● **EXTRACT**
--- START ---
For Rippon’s Nick Mills, expression of place is everything. He’s part of the fourth generation of his family to live and work on the farm his great-grandfather, Percy Sargood, bought on the banks of Lake Wānaka in Central Otago in 1912; a place which has shaped, among many things, the way he makes and thinks about wine.
Since inception, the family have let the land guide their farming decisions, experimenting with a variety of crops, animals, flowers and fruit trees, and then cultivating those that thrive. It was no different when Nick’s father, Rolfe Mills, decided to pursue viticulture in the early 1980s. Around 25 to 30 grape varieties and selections (“I think it was pretty much everything he could find in the country!”) were included in the initial plantings, with cuttings from the best-performing used to establish new blocks.
“Decisions were made on what was most comfortable in the site,” Nick says. “What doesn’t need pushing or pulling? What doesn't need adjustments to the must – sugar, water, acid, nutrients? What's showing the best vine architecture, the best bunch architecture, all that stuff. That's what we were led by; they had to be able to fend for themselves in vine, but also in wine.
“Over the years, more pinot noir cuttings were taken (and planted) than any other variety,” he adds. Today, the variety accounts for 10 of Rippon’s 14ha of vines, with riesling, gewürztraminer, sauvignon blanc, and osteiner rounding out the rest.
Even after four years living and working in Burgundy – including at the famed Domaine de la Romanée-Conti – it’s still his family's patch of dirt that most influences Nick’s winemaking. A desire to produce wines that speak clearly and specifically of Rippon means focusing on “shape and feel” rather than “smells and flavours”.
--- END ---
According to the Rippon article, how many of the farm's 14 hectares of vines are pinot noir?

● **RECORDED INFORMATION**
--- START ---
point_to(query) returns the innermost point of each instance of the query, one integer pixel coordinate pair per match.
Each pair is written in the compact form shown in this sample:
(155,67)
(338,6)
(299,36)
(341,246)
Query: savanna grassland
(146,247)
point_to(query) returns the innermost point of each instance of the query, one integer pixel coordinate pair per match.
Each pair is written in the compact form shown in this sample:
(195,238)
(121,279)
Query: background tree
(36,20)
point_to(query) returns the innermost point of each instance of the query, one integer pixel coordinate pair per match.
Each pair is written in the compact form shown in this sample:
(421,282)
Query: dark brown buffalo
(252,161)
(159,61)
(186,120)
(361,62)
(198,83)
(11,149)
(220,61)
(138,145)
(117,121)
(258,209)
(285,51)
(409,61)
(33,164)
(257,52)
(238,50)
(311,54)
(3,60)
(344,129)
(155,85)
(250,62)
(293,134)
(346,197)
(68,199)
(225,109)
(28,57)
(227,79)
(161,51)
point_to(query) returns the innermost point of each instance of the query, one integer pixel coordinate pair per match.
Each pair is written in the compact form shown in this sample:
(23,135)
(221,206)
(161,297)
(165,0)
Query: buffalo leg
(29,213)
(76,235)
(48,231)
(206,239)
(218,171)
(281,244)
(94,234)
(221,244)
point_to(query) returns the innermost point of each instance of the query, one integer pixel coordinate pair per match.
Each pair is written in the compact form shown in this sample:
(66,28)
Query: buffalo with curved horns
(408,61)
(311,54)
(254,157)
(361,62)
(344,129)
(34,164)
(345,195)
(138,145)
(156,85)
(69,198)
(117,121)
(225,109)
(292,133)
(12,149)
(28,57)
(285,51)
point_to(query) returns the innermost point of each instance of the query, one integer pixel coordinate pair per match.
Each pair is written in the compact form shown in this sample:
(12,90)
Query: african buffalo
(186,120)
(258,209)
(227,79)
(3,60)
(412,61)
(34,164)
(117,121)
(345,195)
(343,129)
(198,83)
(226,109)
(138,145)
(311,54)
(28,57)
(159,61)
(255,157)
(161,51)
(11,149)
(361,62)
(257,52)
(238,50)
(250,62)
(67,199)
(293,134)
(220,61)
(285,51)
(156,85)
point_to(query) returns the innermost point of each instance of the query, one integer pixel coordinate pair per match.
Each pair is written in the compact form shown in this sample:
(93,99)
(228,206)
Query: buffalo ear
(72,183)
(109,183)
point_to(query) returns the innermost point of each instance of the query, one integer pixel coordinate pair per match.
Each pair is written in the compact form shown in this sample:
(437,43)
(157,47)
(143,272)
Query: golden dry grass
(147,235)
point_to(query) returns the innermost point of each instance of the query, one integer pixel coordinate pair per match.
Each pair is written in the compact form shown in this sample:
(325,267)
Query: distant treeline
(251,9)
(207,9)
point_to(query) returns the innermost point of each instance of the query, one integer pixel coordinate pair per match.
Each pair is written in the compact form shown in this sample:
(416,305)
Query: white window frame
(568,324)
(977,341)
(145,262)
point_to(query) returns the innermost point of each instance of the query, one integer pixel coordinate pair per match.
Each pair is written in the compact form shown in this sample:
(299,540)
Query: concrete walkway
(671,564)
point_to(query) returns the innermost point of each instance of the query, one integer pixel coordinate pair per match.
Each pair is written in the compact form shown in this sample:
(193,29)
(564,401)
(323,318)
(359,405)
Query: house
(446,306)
--- END ---
● **THE ANSWER**
10 hectares